◆ WHAT YOU HAVE TO DO
Quote the records below in full, exactly as given, with the images taken out.

◆ INFORMATION SHOWN
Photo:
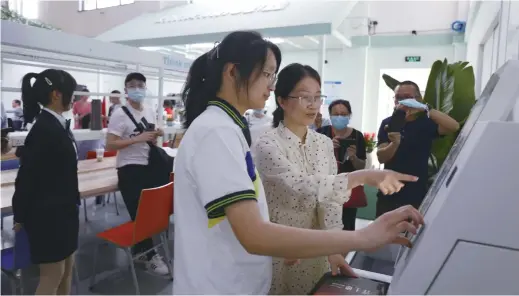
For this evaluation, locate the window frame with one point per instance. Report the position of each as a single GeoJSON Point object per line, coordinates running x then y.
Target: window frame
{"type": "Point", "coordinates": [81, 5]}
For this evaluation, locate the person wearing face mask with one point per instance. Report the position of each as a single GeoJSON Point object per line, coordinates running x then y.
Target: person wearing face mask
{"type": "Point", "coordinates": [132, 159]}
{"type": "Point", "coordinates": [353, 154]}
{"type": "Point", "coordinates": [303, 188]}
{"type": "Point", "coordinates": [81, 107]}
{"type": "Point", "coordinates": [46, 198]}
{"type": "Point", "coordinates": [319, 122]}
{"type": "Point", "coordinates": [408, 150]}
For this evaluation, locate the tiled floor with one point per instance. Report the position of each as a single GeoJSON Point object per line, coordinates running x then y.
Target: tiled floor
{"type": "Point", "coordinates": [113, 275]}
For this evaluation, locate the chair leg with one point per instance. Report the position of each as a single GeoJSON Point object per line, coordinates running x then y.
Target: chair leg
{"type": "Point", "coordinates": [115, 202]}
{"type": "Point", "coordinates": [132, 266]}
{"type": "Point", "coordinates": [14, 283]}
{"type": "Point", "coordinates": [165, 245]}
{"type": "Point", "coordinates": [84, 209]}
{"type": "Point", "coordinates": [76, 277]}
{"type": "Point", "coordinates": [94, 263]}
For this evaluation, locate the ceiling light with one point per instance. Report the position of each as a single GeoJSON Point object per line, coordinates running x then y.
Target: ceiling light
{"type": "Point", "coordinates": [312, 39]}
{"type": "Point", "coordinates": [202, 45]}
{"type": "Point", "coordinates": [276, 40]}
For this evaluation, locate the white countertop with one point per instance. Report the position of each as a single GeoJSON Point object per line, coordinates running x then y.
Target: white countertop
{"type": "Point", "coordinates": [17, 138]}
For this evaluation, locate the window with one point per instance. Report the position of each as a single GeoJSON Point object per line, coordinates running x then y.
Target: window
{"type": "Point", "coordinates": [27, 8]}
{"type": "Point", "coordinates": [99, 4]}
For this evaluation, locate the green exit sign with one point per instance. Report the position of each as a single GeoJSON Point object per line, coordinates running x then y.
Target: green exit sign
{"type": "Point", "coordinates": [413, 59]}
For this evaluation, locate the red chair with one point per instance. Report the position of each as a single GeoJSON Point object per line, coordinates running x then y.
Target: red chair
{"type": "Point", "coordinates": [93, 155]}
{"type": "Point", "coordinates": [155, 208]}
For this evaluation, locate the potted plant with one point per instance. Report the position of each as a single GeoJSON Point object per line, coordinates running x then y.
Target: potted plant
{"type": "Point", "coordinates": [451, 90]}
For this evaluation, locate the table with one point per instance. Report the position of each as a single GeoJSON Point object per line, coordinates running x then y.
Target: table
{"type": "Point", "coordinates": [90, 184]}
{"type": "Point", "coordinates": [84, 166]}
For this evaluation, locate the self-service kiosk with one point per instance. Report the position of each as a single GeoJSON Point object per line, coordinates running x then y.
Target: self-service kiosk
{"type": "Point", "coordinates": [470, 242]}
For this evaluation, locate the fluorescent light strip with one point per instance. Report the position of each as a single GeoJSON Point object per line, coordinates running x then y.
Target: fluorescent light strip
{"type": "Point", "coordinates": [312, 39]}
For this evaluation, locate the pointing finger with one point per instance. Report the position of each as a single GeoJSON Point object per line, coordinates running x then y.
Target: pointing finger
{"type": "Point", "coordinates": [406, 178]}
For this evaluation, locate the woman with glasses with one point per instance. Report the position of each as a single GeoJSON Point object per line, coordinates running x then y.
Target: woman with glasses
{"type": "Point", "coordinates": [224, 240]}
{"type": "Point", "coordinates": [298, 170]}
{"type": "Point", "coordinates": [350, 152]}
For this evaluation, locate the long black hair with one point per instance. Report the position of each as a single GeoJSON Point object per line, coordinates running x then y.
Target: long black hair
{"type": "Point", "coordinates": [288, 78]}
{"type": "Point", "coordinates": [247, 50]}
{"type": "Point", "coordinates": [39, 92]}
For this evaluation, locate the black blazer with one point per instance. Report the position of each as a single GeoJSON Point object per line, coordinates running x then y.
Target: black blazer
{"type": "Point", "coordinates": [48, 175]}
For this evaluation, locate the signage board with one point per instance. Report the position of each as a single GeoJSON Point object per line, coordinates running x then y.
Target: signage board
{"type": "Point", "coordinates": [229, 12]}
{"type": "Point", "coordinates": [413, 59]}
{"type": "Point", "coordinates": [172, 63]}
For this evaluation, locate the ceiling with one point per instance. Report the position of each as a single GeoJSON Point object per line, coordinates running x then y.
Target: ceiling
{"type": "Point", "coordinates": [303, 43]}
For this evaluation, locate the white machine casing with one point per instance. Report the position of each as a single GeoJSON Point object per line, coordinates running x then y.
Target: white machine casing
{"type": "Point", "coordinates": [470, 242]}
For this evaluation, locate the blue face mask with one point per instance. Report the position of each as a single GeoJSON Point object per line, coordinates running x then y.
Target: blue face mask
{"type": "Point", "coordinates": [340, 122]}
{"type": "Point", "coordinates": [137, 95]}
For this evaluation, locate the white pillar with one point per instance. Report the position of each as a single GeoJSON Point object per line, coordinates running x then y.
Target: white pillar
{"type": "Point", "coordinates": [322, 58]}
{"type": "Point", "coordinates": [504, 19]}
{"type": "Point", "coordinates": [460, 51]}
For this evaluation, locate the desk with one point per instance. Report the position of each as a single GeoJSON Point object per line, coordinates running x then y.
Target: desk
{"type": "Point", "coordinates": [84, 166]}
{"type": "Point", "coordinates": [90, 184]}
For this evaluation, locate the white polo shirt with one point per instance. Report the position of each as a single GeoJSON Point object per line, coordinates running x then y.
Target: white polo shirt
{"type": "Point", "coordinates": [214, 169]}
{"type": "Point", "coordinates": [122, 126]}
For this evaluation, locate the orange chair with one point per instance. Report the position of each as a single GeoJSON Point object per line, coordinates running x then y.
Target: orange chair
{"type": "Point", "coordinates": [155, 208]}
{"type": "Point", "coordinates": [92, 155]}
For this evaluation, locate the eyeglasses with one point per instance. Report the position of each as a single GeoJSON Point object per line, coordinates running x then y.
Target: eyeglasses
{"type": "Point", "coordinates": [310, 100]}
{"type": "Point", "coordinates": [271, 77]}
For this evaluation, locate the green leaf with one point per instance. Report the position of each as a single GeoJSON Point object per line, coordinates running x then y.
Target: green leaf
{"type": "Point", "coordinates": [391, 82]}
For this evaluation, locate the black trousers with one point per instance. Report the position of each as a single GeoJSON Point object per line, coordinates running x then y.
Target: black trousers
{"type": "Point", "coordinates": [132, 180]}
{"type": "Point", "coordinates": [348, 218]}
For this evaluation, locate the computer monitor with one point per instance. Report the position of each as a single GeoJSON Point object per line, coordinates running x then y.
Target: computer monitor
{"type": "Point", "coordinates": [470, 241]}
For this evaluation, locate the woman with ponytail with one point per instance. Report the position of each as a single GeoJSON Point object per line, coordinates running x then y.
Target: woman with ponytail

◆ EXERCISE SOLUTION
Photo:
For this evaluation, locate the window frame with one point per instance. Report the position of each as a single GeoJSON Point object per line, coordinates running x then y.
Target: window frame
{"type": "Point", "coordinates": [81, 5]}
For this evaluation, locate the person wearing face mask with one point per instance. Report the position of each as a single GeoJSON Point object per line, coordinates running x then y.
Target: person wearing face mask
{"type": "Point", "coordinates": [132, 159]}
{"type": "Point", "coordinates": [353, 154]}
{"type": "Point", "coordinates": [303, 188]}
{"type": "Point", "coordinates": [81, 107]}
{"type": "Point", "coordinates": [46, 198]}
{"type": "Point", "coordinates": [319, 122]}
{"type": "Point", "coordinates": [408, 150]}
For this evaluation, locate the tiled floor with one point per instance. Report the position of each as a single GeoJSON Point object per line, coordinates running x then y.
Target: tiled floor
{"type": "Point", "coordinates": [113, 275]}
For this evaluation, locate the chair leg with one point per instance. Report the position of each as a single GeoJSON Point object per line, coordinates running x then y.
Target: chair leg
{"type": "Point", "coordinates": [115, 202]}
{"type": "Point", "coordinates": [132, 266]}
{"type": "Point", "coordinates": [14, 283]}
{"type": "Point", "coordinates": [165, 245]}
{"type": "Point", "coordinates": [84, 209]}
{"type": "Point", "coordinates": [76, 277]}
{"type": "Point", "coordinates": [94, 263]}
For this evaluation, locate the ceiling light with one point per instance. Report the position of each as a single GeoJSON Point object per line, coordinates running x then y.
Target: ceiling light
{"type": "Point", "coordinates": [312, 39]}
{"type": "Point", "coordinates": [202, 45]}
{"type": "Point", "coordinates": [276, 40]}
For this evaluation, locate the white countertop with one point per instance. Report the position of each as a single GeoJSON Point object per line, coordinates running x then y.
Target: white countertop
{"type": "Point", "coordinates": [17, 138]}
For this evaluation, locate the window with one point per instance. Report the position of each as a single GeoJSON Point object per line, coordinates running x then y.
Target: window
{"type": "Point", "coordinates": [27, 8]}
{"type": "Point", "coordinates": [99, 4]}
For this evaluation, locate the green exit sign with one point per instance. Report the position of each as a single GeoJSON Point object per line, coordinates running x then y.
Target: green exit sign
{"type": "Point", "coordinates": [413, 59]}
For this evaluation, locate the red chair with one point per instance. Report the position of each as a single GeoJSON Point object per line, coordinates running x then y.
Target: red chair
{"type": "Point", "coordinates": [93, 155]}
{"type": "Point", "coordinates": [155, 208]}
For this evaluation, locate the potted plant with one point per instance. Report the position of each as a single GeoJSON Point object per line, coordinates running x then y.
Target: potted plant
{"type": "Point", "coordinates": [451, 90]}
For this evaluation, locate the table with one point per instance. Report the position of each as a single GeoJSON Point object per line, coordinates running x then y.
Target: table
{"type": "Point", "coordinates": [90, 184]}
{"type": "Point", "coordinates": [84, 166]}
For this evaluation, locate the self-service kiosk with one point per instance. Report the position of each as a single GeoJSON Point object per line, coordinates running x then y.
Target: self-service kiosk
{"type": "Point", "coordinates": [470, 242]}
For this evaluation, locate the fluorescent light strip with one point per instance. Report the position of each as a single GeoJSON Point object per line, coordinates running x then y.
Target: fluorescent light strip
{"type": "Point", "coordinates": [312, 39]}
For this evaluation, locate the pointing finger with one point per instance. Report the position of each as a single GeoJSON Point object per line, coordinates running x then y.
Target: pointing finger
{"type": "Point", "coordinates": [406, 178]}
For this evaluation, locate the woman with glasses with one point per instance. Report the position of each as a single GeoJSON Point object per line, coordinates running x then y.
Target: woman with glasses
{"type": "Point", "coordinates": [224, 240]}
{"type": "Point", "coordinates": [298, 170]}
{"type": "Point", "coordinates": [350, 152]}
For this evaluation, locate the long black hair with one point per instance. Report the position of each as a single GeoJSON Point object per line, coordinates running x then y.
Target: long black hair
{"type": "Point", "coordinates": [288, 78]}
{"type": "Point", "coordinates": [247, 50]}
{"type": "Point", "coordinates": [39, 92]}
For this evaluation, locate the black blazer with one point per instance. Report the position of each as a single GeoJSON Point object per line, coordinates running x then y.
Target: black blazer
{"type": "Point", "coordinates": [48, 175]}
For this evaluation, locate the signage board with one point per instance. Report the position of each as a single GeoJSON Point object per line, coordinates running x then y.
Target: signage board
{"type": "Point", "coordinates": [229, 12]}
{"type": "Point", "coordinates": [413, 59]}
{"type": "Point", "coordinates": [172, 63]}
For this evaluation, locate the ceiling with one point per instance. Report the position of each as a single GeoJSON Point object per line, coordinates running x then y.
Target: ceiling
{"type": "Point", "coordinates": [303, 43]}
For this evaluation, locate the white machine casing with one point per instance. Report the position of each as a single GeoJSON Point object per line, coordinates running x then y.
Target: white machine casing
{"type": "Point", "coordinates": [470, 242]}
For this evaluation, locate the blue face mask with one point per instance. Report the position of each as a single GeoJSON Point object per line, coordinates running x then y.
Target: blue face mask
{"type": "Point", "coordinates": [340, 122]}
{"type": "Point", "coordinates": [137, 95]}
For this evaluation, locate the white pillar with one point per instance. Report the position of each as a single GeoJSON Point object per line, coordinates running x then y.
Target: white pillar
{"type": "Point", "coordinates": [322, 58]}
{"type": "Point", "coordinates": [504, 19]}
{"type": "Point", "coordinates": [460, 51]}
For this evaluation, locate the desk with one point per instance. Report the position of each as a single GeoJSON Point object per line, coordinates running x then y.
Target: desk
{"type": "Point", "coordinates": [84, 166]}
{"type": "Point", "coordinates": [90, 184]}
For this evaluation, locate the white polo shirt with one point per instance. Report the position of each as a single GeoJSON Point object per line, coordinates running x then y.
Target: white polo shirt
{"type": "Point", "coordinates": [214, 169]}
{"type": "Point", "coordinates": [122, 126]}
For this evaluation, locate the orange chair with one point per instance. Report the position of each as a single GeoJSON Point object per line, coordinates running x then y.
Target: orange chair
{"type": "Point", "coordinates": [155, 208]}
{"type": "Point", "coordinates": [92, 155]}
For this evaluation, locate the eyeglasses with one point per instance. Report the position of each as a single GeoJSON Point object per line, coordinates running x then y.
Target: eyeglasses
{"type": "Point", "coordinates": [310, 100]}
{"type": "Point", "coordinates": [271, 77]}
For this evaluation, locate the green leaf with one point per instance. Report the position of each as a single GeoJSON Point object per line, coordinates running x then y.
Target: green leaf
{"type": "Point", "coordinates": [391, 82]}
For this evaluation, locate the black trousers with one point per instance. Report the position of each as a single GeoJSON Point object per line, coordinates running x then y.
Target: black trousers
{"type": "Point", "coordinates": [132, 180]}
{"type": "Point", "coordinates": [348, 218]}
For this evaluation, locate the computer monitor with one point per instance. Report the position of each as a single GeoJSON Point object per line, coordinates running x then y.
Target: computer monitor
{"type": "Point", "coordinates": [470, 241]}
For this evaluation, locate the woman with ponytail with one point per instance. Report the position of each as a single GeoJSON Point object per line, coordinates running x then y.
Target: woman with ponytail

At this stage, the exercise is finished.